**SELECTED EXTRACT:**
....................
The Meet a Data Scientist series is a chance to get up close and personal with top-level data science professionals. Join us for a talk with physical oceanographer and RSMAS professor Dr. Shane Elipot. A Research Assistant Professor in the Department of Ocean Sciences at the Rosenstiel School of Marine and Atmospheric Science (RSMAS), Dr. Elipot conducts research in physical oceanography—specifically in atmosphere-ocean interactions, oceanic surface boundary layer dynamics, and the changes of the global oceanic thermohaline circulation. Dr. Elipot is also interested in the nature of oceanic and atmospheric observations, and more generally in time series and covariance analyses of environmental data.
The purpose of the Meet a Data Scientist lecture series is to introduce our audience to the people behind the data, their lives, interests, career choices, their work, and passion for how they can use data to solve grand challenges in their respective fields. Join us as we peer behind the curtain and meet the data scientist behind the data! This lecture series is co-sponsored by the Miami Clinical and Translational Science Institute (CTSI) and is free and open to the public.
Register Now | Tuesday, April 5, 4:00-5:00 PM via Zoom
TALK TITLE: “An Ocean of Data”
....................
**WORK INSTRUCTION 1:**
Restate the stretch of the lecture announcement from "The Meet a Data Scientist series" through "of environmental data.", substituting "Professor Elipot" for "Dr. Elipot" at each occurrence.
**WORK INSTRUCTION 2:**
Answer the following from the lecture announcement.
(a) Which institute co-sponsors the lecture series?
(b) On what date, at what time, and by what means is the talk held?
(c) What is the title of the talk?
Rely only on the lecture announcement itself when completing the tasks.

**DATA EXTRACTS:**
....................
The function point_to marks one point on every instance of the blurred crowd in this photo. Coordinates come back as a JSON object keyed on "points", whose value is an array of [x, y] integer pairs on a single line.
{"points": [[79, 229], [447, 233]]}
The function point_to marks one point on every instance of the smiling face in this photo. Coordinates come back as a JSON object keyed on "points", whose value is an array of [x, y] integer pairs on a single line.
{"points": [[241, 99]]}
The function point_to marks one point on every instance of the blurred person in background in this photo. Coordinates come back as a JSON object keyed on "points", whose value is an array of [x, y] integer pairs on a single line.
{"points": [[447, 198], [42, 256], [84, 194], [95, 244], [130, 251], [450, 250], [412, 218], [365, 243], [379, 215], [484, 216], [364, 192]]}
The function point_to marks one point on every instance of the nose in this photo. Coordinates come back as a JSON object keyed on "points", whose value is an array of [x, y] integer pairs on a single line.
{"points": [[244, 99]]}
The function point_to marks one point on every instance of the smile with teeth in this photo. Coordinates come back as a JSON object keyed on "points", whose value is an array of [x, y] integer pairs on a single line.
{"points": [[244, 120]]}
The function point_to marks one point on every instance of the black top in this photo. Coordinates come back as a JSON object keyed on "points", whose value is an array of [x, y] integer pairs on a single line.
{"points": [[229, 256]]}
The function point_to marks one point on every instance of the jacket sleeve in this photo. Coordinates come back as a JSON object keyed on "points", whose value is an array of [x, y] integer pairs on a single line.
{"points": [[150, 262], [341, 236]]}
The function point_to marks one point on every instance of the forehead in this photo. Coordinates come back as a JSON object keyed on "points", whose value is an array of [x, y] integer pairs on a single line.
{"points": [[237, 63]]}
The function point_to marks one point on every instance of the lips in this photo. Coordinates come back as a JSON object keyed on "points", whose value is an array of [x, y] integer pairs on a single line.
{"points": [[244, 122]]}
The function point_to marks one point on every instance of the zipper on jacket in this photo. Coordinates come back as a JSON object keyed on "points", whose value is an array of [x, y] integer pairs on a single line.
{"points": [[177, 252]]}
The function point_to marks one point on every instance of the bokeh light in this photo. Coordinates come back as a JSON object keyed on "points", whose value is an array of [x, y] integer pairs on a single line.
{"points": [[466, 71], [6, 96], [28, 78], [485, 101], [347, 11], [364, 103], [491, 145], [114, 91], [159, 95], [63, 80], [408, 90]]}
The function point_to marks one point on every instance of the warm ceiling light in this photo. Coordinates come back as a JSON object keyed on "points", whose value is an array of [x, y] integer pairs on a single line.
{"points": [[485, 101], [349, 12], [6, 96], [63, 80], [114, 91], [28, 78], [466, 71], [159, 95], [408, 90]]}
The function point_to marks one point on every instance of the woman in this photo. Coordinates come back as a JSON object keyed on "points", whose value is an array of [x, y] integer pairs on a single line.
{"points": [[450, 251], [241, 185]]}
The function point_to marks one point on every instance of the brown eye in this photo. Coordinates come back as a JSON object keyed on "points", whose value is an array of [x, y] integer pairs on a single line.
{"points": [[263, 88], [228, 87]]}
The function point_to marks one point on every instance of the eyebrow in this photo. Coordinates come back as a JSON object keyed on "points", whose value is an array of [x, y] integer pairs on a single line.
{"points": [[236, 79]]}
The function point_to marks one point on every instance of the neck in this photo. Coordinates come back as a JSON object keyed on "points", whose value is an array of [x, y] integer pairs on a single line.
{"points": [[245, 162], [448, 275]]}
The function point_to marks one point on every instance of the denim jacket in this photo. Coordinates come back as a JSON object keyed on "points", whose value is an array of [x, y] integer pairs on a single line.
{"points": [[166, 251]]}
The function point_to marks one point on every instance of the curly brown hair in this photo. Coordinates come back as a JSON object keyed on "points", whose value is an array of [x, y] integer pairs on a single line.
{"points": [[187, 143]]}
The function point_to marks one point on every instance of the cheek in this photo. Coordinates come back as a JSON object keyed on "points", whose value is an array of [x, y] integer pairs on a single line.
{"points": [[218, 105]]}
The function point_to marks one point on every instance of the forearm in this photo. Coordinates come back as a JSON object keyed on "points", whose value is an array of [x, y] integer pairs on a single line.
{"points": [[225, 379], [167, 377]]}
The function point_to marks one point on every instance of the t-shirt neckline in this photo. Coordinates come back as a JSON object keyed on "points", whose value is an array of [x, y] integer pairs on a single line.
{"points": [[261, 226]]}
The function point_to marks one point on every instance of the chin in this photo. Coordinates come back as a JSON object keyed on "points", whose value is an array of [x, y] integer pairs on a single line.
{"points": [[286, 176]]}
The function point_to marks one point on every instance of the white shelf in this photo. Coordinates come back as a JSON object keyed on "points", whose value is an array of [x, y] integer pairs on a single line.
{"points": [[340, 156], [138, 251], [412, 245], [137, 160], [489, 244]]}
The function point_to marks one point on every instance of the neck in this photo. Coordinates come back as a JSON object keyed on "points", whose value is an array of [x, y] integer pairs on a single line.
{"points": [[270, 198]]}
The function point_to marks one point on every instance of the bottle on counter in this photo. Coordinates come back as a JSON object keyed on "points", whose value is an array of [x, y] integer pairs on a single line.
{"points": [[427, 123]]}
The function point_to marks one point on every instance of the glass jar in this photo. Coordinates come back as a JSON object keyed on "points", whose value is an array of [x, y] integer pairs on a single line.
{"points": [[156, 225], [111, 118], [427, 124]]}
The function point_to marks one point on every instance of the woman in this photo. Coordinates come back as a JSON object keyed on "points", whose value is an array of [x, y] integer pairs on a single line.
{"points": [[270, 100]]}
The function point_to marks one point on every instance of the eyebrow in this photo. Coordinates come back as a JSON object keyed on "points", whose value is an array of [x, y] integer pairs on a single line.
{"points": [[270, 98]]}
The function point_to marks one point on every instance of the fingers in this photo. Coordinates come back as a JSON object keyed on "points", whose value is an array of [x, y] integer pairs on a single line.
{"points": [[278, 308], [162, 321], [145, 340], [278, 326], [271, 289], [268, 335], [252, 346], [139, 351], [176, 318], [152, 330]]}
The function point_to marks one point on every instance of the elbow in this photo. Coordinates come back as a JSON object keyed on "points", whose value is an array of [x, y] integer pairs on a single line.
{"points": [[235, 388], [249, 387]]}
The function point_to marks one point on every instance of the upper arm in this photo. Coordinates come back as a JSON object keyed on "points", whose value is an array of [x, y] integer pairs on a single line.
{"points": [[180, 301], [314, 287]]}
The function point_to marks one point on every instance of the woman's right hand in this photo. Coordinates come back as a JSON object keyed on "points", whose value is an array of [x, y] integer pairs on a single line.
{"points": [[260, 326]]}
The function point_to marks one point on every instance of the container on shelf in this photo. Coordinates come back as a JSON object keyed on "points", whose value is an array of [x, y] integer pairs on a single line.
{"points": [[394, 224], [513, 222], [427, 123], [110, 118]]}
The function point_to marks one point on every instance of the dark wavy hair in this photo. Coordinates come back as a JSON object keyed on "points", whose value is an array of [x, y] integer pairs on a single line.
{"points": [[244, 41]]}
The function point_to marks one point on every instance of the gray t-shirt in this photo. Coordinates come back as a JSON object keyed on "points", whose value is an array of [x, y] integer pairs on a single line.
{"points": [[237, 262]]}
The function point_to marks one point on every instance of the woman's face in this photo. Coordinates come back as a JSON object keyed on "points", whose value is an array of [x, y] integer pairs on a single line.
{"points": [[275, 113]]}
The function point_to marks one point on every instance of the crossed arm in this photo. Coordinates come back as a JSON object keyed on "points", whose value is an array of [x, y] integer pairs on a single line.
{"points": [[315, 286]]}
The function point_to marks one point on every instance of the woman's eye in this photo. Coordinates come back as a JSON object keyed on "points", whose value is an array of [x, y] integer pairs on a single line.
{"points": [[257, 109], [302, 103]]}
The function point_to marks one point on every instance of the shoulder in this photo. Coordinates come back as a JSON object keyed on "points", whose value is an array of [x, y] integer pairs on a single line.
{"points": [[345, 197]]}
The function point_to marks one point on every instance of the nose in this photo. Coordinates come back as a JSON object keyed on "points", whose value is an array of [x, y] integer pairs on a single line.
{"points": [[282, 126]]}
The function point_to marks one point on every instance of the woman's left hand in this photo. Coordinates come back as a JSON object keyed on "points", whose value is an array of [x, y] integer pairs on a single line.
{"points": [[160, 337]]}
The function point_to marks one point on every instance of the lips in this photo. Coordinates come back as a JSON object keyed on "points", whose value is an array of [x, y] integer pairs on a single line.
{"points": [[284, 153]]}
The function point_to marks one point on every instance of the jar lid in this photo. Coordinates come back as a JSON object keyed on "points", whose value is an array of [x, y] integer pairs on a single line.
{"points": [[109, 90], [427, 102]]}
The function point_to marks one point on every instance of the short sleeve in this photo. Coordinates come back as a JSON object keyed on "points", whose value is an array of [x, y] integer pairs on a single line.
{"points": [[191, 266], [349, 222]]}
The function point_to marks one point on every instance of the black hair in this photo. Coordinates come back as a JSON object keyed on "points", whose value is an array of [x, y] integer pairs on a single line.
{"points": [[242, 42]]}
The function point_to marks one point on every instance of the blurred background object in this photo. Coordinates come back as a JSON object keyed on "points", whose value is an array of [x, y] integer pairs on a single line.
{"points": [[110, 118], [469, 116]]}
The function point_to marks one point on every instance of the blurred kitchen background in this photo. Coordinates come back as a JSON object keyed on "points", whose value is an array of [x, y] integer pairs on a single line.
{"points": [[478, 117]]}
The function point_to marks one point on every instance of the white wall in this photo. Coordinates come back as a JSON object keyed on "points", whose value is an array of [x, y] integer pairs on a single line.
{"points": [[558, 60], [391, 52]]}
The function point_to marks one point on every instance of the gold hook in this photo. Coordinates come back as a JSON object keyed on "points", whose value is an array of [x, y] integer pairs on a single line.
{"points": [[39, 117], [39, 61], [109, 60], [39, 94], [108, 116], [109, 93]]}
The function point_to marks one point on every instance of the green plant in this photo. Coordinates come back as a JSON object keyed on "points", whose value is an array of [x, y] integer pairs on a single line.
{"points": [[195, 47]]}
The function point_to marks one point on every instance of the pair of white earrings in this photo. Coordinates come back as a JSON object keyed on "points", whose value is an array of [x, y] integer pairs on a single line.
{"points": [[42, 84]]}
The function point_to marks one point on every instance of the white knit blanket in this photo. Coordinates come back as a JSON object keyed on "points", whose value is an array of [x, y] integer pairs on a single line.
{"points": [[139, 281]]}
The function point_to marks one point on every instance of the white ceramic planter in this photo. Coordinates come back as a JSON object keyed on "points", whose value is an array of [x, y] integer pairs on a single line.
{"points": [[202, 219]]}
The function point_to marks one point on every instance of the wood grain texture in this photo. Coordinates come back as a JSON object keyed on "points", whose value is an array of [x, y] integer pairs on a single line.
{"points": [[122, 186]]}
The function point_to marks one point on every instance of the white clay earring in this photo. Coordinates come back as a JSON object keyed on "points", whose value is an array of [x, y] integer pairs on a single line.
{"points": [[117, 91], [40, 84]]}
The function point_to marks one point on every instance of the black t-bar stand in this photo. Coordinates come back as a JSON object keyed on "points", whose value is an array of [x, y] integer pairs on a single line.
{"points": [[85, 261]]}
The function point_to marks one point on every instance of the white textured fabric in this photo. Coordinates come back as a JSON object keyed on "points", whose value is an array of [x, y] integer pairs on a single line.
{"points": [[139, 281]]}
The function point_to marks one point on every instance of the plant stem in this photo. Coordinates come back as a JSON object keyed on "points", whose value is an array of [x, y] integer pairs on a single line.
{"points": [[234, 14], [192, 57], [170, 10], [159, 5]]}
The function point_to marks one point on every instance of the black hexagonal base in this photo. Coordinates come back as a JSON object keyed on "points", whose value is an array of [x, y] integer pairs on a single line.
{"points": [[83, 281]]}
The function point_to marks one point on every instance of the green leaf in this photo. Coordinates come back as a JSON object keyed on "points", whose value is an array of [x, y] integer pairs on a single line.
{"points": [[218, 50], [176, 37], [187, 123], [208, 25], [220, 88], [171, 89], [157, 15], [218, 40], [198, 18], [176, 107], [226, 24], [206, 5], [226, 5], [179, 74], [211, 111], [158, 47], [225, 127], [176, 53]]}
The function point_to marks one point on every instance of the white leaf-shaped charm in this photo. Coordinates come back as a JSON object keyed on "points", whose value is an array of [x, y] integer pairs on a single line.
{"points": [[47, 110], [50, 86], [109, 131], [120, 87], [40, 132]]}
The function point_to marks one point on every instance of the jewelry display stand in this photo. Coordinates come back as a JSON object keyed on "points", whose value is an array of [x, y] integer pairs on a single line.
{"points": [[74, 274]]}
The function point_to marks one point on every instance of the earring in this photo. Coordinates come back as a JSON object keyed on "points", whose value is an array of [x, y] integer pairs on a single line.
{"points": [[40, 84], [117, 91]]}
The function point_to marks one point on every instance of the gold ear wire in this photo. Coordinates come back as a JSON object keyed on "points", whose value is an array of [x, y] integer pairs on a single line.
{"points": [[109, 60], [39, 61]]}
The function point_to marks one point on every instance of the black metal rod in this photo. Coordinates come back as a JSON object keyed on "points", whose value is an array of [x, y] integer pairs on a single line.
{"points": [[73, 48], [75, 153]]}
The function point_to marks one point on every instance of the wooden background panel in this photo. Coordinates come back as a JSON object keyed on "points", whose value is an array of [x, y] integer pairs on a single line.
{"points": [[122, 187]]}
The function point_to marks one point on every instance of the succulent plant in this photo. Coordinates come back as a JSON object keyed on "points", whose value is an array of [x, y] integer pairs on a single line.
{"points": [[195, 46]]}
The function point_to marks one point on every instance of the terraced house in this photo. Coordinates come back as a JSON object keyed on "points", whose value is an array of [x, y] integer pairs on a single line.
....................
**TASK ANSWER 1:**
The Meet a Data Scientist series is a chance to get up close and personal with top-level data science professionals. Join us for a talk with physical oceanographer and RSMAS professor Dr. Shane Elipot. A Research Assistant Professor in the Department of Ocean Sciences at the Rosenstiel School of Marine and Atmospheric Science (RSMAS), Professor Elipot conducts research in physical oceanography—specifically in atmosphere-ocean interactions, oceanic surface boundary layer dynamics, and the changes of the global oceanic thermohaline circulation. Professor Elipot is also interested in the nature of oceanic and atmospheric observations, and more generally in time series and covariance analyses of environmental data.

**TASK ANSWER 2:**
(a) The Miami Clinical and Translational Science Institute (CTSI)
(b) Tuesday, April 5, from 4:00 to 5:00 PM, via Zoom
(c) "An Ocean of Data"